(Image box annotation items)
(begin)

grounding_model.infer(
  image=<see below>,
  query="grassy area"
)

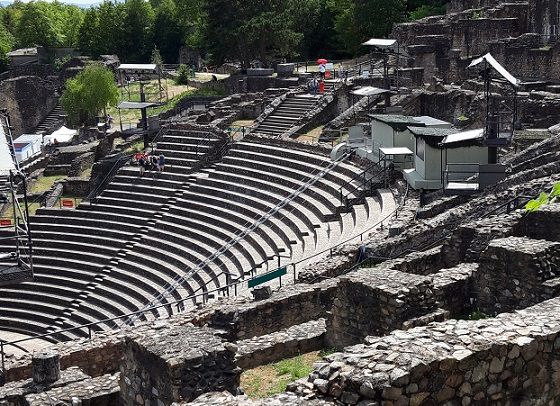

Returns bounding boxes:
[123,140,144,154]
[28,175,67,193]
[241,351,325,399]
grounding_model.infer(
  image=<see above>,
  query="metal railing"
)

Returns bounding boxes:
[0,182,544,375]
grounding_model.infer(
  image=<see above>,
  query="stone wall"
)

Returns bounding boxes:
[474,237,560,314]
[210,280,338,340]
[0,367,120,406]
[235,319,326,370]
[68,152,95,177]
[302,299,560,406]
[327,266,436,348]
[0,76,58,134]
[62,177,91,197]
[120,324,240,406]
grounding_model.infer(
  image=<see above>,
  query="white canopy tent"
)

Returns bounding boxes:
[362,38,397,48]
[351,86,389,97]
[441,128,484,147]
[43,126,78,145]
[467,53,521,87]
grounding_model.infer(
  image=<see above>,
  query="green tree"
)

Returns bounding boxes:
[16,1,62,47]
[0,22,14,72]
[61,64,119,125]
[153,0,185,63]
[206,0,303,66]
[330,0,406,55]
[525,183,560,213]
[78,8,103,57]
[119,0,154,62]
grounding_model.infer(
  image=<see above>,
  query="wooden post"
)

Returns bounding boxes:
[31,351,60,385]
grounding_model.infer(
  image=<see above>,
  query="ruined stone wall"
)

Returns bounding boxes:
[327,266,436,348]
[0,367,120,406]
[302,299,560,406]
[473,237,560,314]
[210,280,338,340]
[528,0,560,34]
[0,76,58,134]
[120,325,240,406]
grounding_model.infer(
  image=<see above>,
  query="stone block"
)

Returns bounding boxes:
[120,324,240,405]
[473,237,560,314]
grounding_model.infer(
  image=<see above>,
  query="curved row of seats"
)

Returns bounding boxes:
[0,126,394,341]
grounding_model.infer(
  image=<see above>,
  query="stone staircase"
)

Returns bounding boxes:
[252,94,320,136]
[35,103,65,134]
[0,129,385,341]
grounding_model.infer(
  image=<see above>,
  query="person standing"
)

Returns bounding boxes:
[158,153,165,172]
[138,154,146,177]
[311,75,319,96]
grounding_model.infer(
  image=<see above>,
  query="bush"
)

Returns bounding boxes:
[175,64,190,85]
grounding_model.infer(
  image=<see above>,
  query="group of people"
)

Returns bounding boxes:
[308,63,348,95]
[309,75,325,96]
[135,152,165,176]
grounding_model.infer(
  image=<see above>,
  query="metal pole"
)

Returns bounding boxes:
[0,341,6,384]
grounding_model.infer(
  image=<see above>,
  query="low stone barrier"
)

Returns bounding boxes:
[300,298,560,406]
[474,237,560,314]
[235,319,326,369]
[120,324,241,406]
[327,267,436,348]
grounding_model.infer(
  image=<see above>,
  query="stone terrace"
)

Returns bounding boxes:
[304,299,560,406]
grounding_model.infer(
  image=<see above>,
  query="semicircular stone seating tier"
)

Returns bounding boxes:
[0,129,394,348]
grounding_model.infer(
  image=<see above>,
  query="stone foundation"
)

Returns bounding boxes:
[474,237,560,314]
[303,299,560,406]
[327,268,436,348]
[0,367,119,406]
[120,325,240,406]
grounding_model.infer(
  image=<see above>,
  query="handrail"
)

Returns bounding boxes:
[85,155,132,202]
[127,149,351,324]
[0,185,540,374]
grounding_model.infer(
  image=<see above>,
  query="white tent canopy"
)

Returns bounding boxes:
[442,128,484,146]
[117,63,157,72]
[362,38,397,48]
[352,86,388,96]
[43,126,78,144]
[468,53,521,87]
[0,125,16,176]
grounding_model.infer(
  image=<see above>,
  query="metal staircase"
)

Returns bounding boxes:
[0,112,33,285]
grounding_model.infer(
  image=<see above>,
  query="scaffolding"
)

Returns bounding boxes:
[0,110,33,286]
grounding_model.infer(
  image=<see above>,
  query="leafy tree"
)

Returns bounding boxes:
[153,0,185,63]
[331,0,406,55]
[61,64,119,125]
[150,47,163,70]
[16,1,62,47]
[175,64,190,85]
[206,0,303,66]
[119,0,154,62]
[78,8,103,57]
[0,22,14,72]
[525,183,560,213]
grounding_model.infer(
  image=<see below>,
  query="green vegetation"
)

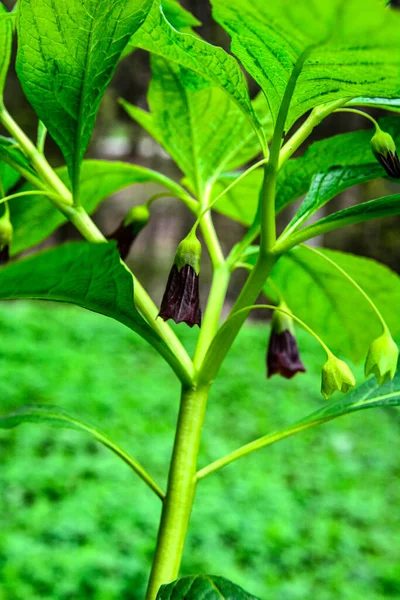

(end)

YOUR TASK: Can you reproduce the items word for word, starting at the beginning of the items and going on through the line with "[0,182,544,375]", both ends included, but leaving the pictures out?

EXERCISE SOLUTION:
grounding_model.infer(
  image=<see below>,
  query="grassy area"
)


Returns bounding boxes:
[123,140,144,154]
[28,175,67,193]
[241,351,325,399]
grounding_model.infer(
  image=<see above>,
  query="metal railing"
)

Returns bounding boxes:
[0,182,544,375]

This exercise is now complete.